[Your goal]: Please give back, word for word, each line from the start of the entries through the one in which "Segment every instance of the **blue" is found.

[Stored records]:
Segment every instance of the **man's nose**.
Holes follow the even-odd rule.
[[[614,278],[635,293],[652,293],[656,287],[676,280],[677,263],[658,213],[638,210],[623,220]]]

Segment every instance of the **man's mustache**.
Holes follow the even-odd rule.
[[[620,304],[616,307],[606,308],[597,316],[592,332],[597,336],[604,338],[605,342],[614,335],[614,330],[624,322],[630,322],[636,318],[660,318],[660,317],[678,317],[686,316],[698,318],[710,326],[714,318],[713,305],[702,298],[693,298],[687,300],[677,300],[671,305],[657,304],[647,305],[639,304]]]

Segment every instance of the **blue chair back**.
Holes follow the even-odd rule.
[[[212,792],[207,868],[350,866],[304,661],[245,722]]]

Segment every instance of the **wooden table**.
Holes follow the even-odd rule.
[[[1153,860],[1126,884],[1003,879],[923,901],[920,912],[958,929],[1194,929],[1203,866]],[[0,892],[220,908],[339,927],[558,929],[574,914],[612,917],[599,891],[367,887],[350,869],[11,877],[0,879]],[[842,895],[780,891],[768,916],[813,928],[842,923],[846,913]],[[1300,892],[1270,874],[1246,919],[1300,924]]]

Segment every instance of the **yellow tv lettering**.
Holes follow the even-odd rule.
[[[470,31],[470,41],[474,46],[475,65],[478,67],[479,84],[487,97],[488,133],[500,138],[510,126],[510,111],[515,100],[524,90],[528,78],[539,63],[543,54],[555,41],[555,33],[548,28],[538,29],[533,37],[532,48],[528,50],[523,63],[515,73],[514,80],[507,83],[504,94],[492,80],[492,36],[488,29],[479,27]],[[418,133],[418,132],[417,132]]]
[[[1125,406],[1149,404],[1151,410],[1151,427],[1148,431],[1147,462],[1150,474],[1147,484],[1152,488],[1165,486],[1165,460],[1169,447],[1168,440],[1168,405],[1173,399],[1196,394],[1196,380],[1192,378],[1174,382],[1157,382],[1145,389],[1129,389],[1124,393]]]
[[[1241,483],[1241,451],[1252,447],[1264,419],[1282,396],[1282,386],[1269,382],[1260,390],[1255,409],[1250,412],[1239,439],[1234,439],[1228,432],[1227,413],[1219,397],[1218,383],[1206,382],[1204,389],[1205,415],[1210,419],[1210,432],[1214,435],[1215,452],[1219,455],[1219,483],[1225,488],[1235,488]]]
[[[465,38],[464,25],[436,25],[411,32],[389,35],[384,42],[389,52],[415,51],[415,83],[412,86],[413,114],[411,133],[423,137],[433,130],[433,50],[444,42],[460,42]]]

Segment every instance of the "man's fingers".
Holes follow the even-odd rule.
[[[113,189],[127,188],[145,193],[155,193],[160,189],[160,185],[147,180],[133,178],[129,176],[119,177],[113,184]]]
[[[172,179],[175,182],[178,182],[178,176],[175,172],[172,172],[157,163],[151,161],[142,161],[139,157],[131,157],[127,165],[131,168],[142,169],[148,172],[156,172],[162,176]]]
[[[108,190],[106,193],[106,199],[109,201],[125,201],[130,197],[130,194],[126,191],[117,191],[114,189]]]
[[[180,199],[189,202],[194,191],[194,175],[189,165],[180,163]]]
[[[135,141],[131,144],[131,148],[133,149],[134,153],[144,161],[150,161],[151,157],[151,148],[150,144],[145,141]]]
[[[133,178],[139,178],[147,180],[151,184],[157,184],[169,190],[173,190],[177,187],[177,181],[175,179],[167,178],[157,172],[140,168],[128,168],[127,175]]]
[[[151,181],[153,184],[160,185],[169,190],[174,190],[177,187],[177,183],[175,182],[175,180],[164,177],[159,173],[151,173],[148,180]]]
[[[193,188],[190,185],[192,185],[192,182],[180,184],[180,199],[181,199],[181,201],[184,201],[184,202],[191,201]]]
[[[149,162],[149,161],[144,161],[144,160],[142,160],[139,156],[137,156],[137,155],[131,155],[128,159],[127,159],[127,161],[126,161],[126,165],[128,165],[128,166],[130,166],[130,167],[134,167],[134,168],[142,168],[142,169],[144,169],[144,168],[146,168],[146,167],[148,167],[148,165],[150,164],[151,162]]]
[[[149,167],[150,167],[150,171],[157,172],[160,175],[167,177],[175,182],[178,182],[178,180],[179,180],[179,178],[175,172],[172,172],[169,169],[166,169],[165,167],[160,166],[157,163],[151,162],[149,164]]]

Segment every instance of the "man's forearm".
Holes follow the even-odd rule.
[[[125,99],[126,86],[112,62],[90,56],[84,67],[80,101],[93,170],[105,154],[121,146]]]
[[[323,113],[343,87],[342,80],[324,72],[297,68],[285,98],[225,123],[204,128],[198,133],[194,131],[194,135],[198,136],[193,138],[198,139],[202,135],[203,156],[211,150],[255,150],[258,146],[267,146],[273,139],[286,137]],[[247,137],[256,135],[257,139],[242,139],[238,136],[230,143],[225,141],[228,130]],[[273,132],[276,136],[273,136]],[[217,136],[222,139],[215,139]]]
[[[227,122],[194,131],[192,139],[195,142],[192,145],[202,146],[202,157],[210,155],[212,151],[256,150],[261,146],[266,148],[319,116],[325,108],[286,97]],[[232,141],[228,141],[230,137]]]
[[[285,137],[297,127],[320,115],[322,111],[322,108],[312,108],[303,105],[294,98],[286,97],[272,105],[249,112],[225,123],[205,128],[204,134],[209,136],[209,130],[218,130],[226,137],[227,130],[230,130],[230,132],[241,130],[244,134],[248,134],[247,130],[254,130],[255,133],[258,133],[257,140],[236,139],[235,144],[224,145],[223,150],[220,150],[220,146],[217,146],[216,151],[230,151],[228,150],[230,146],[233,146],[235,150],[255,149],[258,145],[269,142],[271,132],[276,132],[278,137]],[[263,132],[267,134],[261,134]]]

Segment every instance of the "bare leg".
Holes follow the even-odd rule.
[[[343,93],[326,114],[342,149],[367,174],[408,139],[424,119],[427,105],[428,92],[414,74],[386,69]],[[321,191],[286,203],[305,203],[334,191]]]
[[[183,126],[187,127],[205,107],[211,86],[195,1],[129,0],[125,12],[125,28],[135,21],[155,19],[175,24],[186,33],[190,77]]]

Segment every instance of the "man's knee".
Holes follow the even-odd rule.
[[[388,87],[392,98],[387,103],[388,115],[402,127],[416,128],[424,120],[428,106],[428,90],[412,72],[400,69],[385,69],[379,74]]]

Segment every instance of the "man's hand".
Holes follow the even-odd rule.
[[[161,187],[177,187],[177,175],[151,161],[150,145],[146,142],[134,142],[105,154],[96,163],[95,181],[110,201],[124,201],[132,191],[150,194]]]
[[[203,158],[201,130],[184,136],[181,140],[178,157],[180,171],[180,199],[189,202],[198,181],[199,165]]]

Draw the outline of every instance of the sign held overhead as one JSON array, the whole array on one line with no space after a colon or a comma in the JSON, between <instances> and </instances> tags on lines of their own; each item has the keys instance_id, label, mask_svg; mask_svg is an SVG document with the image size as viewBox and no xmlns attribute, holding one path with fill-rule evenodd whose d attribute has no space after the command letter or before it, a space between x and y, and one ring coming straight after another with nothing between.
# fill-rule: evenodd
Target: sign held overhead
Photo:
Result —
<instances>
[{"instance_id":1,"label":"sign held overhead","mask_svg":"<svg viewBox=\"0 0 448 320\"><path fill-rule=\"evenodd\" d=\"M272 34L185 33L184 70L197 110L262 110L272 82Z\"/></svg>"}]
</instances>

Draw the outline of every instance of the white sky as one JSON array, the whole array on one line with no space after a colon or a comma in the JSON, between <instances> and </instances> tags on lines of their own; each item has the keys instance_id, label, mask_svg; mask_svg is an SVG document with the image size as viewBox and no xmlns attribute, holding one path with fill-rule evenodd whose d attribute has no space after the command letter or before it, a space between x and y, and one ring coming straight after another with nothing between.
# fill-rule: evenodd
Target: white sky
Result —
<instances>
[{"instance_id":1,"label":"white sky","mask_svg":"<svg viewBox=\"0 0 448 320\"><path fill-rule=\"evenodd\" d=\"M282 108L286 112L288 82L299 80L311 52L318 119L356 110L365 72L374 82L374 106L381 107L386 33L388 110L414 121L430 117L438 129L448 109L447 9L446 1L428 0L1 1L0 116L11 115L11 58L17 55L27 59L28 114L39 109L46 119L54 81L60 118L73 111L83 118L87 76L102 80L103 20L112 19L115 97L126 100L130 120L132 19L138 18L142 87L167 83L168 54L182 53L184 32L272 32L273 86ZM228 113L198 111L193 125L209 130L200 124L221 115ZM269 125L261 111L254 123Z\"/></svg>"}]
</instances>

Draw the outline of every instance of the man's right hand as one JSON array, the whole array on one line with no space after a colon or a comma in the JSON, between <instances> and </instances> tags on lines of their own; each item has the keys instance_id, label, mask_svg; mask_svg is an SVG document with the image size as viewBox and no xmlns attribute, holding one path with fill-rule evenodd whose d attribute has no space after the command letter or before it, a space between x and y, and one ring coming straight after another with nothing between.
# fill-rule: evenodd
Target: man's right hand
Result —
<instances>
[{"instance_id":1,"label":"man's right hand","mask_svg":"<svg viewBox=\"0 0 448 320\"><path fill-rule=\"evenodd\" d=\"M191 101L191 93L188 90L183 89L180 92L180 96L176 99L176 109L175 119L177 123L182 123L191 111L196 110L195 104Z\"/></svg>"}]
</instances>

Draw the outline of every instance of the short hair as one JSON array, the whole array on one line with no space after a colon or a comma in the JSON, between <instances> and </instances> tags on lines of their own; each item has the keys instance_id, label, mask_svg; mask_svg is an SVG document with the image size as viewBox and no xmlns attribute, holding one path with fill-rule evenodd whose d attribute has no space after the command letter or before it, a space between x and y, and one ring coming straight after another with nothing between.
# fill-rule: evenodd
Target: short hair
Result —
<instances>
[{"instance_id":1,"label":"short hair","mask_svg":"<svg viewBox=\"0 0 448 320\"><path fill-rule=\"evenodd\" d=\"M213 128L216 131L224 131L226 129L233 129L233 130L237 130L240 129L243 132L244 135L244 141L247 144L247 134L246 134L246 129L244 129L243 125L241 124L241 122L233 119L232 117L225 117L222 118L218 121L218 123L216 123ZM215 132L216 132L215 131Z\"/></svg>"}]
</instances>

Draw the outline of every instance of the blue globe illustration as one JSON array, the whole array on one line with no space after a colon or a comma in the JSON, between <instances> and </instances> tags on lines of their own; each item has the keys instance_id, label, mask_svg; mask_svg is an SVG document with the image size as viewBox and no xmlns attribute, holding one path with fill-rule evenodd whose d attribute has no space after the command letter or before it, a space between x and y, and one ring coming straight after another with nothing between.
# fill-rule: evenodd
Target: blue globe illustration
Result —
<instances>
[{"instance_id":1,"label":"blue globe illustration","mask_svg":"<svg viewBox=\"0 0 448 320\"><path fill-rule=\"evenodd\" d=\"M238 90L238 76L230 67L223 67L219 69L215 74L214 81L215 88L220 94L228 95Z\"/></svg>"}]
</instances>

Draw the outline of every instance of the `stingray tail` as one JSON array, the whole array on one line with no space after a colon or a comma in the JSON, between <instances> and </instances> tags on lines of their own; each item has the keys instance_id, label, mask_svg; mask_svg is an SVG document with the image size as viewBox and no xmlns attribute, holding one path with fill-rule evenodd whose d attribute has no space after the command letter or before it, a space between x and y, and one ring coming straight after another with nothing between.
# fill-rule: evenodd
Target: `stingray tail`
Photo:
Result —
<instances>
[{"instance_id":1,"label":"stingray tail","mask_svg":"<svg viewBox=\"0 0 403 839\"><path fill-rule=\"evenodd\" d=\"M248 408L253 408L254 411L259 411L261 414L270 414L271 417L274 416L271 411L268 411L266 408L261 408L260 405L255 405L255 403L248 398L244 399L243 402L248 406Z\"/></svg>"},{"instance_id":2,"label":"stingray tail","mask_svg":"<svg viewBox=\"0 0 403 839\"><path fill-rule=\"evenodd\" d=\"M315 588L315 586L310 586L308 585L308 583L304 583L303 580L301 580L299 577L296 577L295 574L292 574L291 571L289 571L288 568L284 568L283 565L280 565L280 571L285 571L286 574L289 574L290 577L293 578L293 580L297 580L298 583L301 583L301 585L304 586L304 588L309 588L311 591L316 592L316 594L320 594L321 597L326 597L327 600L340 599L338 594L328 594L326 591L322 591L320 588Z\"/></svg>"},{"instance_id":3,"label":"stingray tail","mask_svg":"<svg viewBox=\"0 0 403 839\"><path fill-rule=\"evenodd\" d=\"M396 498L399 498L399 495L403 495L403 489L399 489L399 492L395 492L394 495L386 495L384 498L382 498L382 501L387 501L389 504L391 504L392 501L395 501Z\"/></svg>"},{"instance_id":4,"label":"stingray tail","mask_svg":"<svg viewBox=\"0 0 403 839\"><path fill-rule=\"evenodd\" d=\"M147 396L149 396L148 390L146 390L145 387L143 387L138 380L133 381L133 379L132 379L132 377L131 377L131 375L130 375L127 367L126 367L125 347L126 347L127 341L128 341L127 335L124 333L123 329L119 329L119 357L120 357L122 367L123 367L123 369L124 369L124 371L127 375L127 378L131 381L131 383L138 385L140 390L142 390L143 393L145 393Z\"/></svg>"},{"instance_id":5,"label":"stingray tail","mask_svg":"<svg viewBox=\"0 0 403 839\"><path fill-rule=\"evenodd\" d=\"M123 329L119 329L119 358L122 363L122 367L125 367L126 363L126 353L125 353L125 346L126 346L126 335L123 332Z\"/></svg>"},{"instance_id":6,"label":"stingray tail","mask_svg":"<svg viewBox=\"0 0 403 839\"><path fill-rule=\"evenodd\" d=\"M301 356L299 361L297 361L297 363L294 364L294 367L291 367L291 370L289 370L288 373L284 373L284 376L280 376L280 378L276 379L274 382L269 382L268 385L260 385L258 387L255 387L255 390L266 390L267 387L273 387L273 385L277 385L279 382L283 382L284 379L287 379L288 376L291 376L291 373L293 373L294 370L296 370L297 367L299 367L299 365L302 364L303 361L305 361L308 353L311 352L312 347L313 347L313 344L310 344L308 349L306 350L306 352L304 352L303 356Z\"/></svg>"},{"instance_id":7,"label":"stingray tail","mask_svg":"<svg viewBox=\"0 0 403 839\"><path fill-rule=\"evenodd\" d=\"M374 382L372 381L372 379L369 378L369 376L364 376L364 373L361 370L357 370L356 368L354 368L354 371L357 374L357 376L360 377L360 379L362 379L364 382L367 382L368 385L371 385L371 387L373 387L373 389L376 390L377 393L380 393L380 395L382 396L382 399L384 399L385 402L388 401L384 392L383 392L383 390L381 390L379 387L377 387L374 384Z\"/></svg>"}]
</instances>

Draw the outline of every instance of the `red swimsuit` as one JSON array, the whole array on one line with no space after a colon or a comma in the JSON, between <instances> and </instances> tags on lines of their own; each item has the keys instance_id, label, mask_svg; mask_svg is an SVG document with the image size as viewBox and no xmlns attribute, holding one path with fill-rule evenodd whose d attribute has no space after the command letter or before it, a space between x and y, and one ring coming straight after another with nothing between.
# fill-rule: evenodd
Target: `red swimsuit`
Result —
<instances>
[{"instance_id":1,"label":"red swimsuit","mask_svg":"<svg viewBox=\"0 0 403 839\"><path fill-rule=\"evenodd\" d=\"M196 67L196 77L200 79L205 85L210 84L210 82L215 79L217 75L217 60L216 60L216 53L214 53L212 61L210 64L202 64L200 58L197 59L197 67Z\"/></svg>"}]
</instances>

[Result below]:
Segment every instance of the **man's nose**.
Holes follow the even-odd rule.
[[[614,278],[635,293],[652,293],[656,287],[676,280],[677,263],[658,213],[638,210],[623,220]]]

Segment every instance of the **man's mustache**.
Holes follow the even-odd rule.
[[[620,304],[616,307],[606,308],[597,316],[592,332],[597,336],[604,338],[605,342],[614,335],[614,330],[624,322],[630,322],[636,318],[660,318],[660,317],[678,317],[686,316],[698,318],[710,326],[714,318],[713,305],[702,298],[693,298],[687,300],[677,300],[671,305],[657,304],[647,305],[639,304]]]

Segment every instance of the **blue chair back**.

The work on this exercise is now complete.